**Task instructions**
Using the methods text, answer the following:
1. What accelerating voltage was used on the MALDI-TOF mass spectrometer?
2. What was the resolution of the final cryo-EM map?
3. At what voltage was the Talos F200C transmission electron microscope operated?

**Text excerpt**

MALDI-MS. A microFlex LT MALDI-TOF mass spectrometer (Bruker Daltonics, Bremen, Germany), run in positive mode with a pulsed nitrogen (emission 337 nm), 1000 ns delay, and 2 kV accelerating voltage, was used to measure the mass of the intact fluorescently labeled mAbs and Fabs. One µL of the purified sample (2 mg/mL) was mixed with 1 µL of 0.1% TFA and 1 µL of 10 mg/mL sinapinic acid solution (Ricca Chemical, MB15103241C) in 50% acetonitrile. One µL of the mixture was deposited onto the stainless steel MALDI target plate, air-dried, and measured by MALDI-MS. The data were collected with flexControl and processed with flexAnalysis (Bruker Daltonics).

Cryo-EM. FluMos-v1 quadrivalent nanoparticles at a concentration of ~ 0.2 mg/mL were vitrified at room temperature and 95% humidity using Vitrobot Mark IV (FEI, Netherlands) by applying a 2.7-µl drop on a holey carbon grid (Quantifoil R 1.2/1.3) covered with a monolayer of graphene oxide and, after blotting, plunging the grid into liquid ethane. Data was collected using a Thermo Scientific Krios G1 electron microscope operated at 300 kV. 970 movies were recorded using a Falcon 3EC direct electron detector in the counting mode at a pixel size of 1.44 Å. The defocus range was 1–3 µm underfocus. Motion correction was performed with MotionCor240. Ctffind 4.1 was used to estimate the defocus of motion-corrected micrographs41. 2D classification and 3D reconstruction were performed with Relion 342. The resolution of the final map, determined from a dataset containing 16,416 particles with imposed icosahedral symmetry, was 4.9 Å.

Negative Stain Electron Microscopy. Nanoparticle samples were diluted to about 0.05 mg/mL with buffer containing 10 mM HEPES, pH 7.0, and 150 mM NaCl. Nanoparticles were adsorbed to a glow-discharged carbon-coated copper electron-microscopy grid (Electron Microscopy Sciences) by applying a 4.7-µl drop of the diluted sample for 15 s and removing the drop with filter paper. This was followed by three washes with the above buffer conducted in the same way. After the final wash, adsorbed material was negatively stained by applying consecutively three drops of 0.7% uranyl formate in the same manner and allowing the grid to air-dry. Datasets were collected on a Thermo Scientific Talos F200C transmission electron microscope operated at 200 kV and equipped with a Ceta camera. Particle picking was performed automatically using in-house written software (Y.T., unpublished). Relion 342 was used for reference-free 2D classification.

**Record set**
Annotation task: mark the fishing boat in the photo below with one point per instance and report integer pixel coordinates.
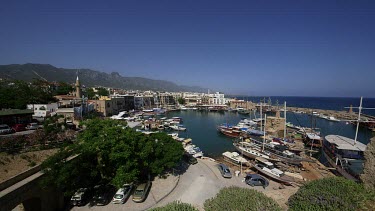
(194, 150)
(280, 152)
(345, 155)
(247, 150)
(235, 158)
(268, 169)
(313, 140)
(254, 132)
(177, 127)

**Task answer**
1. 2 kV
2. 4.9 Å
3. 200 kV